小题 - 下面有几行含有字符串“span”？只答数字。

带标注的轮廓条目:
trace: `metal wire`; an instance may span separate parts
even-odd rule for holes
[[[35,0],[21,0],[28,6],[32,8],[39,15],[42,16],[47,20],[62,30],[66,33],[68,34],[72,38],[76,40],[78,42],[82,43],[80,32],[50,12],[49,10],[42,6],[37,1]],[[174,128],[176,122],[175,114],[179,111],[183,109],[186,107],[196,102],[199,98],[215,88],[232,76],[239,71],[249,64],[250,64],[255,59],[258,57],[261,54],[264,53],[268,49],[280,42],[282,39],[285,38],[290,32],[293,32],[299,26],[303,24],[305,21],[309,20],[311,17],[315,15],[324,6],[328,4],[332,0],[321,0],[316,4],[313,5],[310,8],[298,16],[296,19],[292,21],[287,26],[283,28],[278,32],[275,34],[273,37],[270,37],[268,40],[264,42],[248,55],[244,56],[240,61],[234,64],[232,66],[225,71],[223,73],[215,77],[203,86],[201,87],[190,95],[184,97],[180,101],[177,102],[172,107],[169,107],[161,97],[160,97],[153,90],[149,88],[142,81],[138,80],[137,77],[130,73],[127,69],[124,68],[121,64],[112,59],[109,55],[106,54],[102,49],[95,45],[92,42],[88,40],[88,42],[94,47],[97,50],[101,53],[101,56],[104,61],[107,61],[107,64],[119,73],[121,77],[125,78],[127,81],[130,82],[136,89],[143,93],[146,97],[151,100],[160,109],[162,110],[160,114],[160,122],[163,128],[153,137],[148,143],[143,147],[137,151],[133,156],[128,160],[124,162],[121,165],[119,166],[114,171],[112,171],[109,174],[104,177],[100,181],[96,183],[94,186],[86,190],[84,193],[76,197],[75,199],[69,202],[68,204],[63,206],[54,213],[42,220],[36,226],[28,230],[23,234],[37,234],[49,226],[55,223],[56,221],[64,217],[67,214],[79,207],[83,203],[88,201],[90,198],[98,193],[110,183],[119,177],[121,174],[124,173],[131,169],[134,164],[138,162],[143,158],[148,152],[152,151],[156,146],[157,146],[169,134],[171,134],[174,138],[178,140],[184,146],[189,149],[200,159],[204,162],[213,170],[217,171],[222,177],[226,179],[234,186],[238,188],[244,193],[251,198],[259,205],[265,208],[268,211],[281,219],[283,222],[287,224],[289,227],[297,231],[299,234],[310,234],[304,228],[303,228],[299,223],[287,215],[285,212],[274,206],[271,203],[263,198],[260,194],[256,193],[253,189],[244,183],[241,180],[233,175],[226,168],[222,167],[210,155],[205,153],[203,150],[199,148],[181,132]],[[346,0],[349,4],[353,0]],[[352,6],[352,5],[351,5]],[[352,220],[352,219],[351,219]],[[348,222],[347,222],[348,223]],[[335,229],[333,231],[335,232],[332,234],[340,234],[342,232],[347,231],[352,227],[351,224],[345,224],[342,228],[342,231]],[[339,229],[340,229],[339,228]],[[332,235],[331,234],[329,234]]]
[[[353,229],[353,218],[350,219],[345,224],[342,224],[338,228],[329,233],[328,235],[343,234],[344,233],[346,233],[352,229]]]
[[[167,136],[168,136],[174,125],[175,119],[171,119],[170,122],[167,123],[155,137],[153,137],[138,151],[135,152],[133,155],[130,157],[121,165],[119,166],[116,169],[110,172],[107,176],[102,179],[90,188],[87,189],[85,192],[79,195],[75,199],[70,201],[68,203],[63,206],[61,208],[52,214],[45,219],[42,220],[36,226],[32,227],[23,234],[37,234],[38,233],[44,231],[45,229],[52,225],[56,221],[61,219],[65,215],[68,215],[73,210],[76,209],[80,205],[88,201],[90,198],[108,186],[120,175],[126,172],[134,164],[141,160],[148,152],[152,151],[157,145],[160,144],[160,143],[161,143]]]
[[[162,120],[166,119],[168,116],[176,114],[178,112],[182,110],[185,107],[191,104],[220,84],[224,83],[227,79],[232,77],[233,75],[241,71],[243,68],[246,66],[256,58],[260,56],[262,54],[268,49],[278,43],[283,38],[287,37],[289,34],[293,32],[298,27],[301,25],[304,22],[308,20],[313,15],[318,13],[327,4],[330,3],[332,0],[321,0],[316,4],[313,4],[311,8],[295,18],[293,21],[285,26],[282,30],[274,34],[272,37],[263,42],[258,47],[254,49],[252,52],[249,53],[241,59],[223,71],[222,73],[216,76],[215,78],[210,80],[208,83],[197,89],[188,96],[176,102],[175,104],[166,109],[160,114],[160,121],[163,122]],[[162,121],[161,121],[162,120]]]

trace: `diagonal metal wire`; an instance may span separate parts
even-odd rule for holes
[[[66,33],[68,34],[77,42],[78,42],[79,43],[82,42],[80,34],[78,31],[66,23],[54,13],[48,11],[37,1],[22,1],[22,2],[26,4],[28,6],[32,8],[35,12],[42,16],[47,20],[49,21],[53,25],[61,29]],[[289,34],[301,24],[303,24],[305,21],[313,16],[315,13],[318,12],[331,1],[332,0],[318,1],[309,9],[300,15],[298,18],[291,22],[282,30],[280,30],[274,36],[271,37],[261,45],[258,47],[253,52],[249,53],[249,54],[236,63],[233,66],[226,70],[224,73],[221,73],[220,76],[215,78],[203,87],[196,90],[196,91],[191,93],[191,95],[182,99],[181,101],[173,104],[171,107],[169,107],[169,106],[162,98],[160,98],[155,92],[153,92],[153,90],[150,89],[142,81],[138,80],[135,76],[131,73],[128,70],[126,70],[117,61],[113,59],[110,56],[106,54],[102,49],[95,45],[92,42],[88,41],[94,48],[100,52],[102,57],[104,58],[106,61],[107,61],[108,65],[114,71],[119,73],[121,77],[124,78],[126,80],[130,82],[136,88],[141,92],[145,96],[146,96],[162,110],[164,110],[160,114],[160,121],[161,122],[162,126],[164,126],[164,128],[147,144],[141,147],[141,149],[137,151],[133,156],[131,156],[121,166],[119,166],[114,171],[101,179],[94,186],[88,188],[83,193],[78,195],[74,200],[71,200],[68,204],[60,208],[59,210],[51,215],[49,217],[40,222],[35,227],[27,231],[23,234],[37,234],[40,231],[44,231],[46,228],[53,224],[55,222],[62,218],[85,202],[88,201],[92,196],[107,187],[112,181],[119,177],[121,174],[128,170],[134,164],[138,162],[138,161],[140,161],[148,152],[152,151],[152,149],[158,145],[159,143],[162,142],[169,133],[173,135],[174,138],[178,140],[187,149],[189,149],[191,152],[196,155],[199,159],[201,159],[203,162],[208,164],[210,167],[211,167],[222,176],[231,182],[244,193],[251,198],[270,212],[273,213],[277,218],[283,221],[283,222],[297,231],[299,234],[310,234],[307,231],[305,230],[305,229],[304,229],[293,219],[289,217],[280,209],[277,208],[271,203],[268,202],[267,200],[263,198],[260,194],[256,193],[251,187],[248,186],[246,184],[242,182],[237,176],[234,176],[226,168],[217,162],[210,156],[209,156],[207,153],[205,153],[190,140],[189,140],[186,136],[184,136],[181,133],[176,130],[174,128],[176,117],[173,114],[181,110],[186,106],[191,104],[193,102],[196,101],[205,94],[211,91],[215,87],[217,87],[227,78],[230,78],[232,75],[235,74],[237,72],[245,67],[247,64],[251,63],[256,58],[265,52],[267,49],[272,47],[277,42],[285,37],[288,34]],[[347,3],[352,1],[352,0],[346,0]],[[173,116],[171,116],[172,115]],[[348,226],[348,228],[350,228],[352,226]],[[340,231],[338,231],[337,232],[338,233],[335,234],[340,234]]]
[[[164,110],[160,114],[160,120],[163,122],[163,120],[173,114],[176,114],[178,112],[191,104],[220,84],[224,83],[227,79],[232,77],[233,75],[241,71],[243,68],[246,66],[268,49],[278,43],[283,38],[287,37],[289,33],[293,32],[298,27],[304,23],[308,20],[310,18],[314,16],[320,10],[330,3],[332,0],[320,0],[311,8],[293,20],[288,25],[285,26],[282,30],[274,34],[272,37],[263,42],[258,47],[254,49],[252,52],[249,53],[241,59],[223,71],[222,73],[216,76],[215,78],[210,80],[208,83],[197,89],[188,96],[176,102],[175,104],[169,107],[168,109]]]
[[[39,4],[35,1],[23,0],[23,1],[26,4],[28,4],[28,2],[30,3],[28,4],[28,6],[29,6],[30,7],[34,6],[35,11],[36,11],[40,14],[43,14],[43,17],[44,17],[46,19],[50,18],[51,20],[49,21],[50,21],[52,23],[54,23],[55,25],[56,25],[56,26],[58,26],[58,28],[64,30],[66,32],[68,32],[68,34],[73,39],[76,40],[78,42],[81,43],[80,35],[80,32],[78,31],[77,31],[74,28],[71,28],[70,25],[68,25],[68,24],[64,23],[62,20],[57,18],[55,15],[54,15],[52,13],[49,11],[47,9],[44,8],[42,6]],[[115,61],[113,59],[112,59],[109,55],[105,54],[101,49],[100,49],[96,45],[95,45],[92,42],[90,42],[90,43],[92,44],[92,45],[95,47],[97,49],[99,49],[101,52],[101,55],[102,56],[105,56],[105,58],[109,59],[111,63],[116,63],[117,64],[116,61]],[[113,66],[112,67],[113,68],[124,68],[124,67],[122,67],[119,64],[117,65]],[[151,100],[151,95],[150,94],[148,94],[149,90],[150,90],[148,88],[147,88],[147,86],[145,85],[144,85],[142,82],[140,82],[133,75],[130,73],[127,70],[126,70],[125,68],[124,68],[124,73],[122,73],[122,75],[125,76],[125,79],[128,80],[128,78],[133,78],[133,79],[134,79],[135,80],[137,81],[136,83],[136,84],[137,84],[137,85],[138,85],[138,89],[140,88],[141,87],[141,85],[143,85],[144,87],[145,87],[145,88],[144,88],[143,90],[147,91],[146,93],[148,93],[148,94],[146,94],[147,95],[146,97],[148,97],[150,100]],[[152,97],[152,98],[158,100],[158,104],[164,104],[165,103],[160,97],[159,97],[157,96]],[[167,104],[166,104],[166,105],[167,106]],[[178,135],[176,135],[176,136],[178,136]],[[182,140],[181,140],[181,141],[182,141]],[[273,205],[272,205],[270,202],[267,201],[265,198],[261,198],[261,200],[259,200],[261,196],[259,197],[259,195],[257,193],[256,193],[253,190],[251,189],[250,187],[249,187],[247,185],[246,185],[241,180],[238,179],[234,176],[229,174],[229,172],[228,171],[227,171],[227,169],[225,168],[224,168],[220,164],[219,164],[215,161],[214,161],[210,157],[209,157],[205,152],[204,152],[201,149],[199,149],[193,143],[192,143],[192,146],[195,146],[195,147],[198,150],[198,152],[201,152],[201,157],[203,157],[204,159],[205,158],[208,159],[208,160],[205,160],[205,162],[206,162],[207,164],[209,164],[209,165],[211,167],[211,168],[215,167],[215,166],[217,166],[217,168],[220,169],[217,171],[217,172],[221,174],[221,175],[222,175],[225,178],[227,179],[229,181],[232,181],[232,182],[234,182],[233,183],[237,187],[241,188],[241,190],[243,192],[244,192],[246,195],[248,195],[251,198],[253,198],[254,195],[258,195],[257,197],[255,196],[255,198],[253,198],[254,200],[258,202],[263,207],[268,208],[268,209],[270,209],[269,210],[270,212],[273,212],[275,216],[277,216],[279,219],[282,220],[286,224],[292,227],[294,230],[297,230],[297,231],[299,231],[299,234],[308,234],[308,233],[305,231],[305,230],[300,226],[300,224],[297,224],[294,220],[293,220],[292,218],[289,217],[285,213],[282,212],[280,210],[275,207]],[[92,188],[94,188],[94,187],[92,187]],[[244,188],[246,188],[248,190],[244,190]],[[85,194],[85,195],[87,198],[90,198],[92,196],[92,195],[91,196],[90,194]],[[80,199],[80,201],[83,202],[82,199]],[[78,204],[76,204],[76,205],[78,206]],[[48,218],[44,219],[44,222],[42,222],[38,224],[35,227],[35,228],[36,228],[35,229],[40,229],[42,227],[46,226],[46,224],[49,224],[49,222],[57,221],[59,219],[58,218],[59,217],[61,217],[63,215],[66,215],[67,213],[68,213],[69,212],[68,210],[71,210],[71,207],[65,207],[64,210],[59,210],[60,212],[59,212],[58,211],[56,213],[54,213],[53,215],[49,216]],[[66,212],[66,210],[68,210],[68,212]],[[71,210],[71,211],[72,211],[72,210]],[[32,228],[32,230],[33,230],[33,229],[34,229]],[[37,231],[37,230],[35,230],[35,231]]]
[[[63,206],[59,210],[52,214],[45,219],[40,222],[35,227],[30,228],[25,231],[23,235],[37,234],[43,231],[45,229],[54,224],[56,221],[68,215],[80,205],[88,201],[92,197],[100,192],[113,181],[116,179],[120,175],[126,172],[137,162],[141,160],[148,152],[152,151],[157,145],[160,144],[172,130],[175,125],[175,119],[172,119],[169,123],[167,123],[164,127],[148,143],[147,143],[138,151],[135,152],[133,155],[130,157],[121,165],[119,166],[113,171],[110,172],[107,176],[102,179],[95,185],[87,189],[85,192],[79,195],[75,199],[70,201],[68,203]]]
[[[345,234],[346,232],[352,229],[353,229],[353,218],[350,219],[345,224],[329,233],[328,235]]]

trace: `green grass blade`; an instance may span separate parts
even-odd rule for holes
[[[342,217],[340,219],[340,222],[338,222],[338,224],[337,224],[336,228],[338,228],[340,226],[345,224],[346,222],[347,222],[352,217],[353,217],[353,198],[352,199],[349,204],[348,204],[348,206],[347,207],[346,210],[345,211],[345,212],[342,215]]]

回答 - 3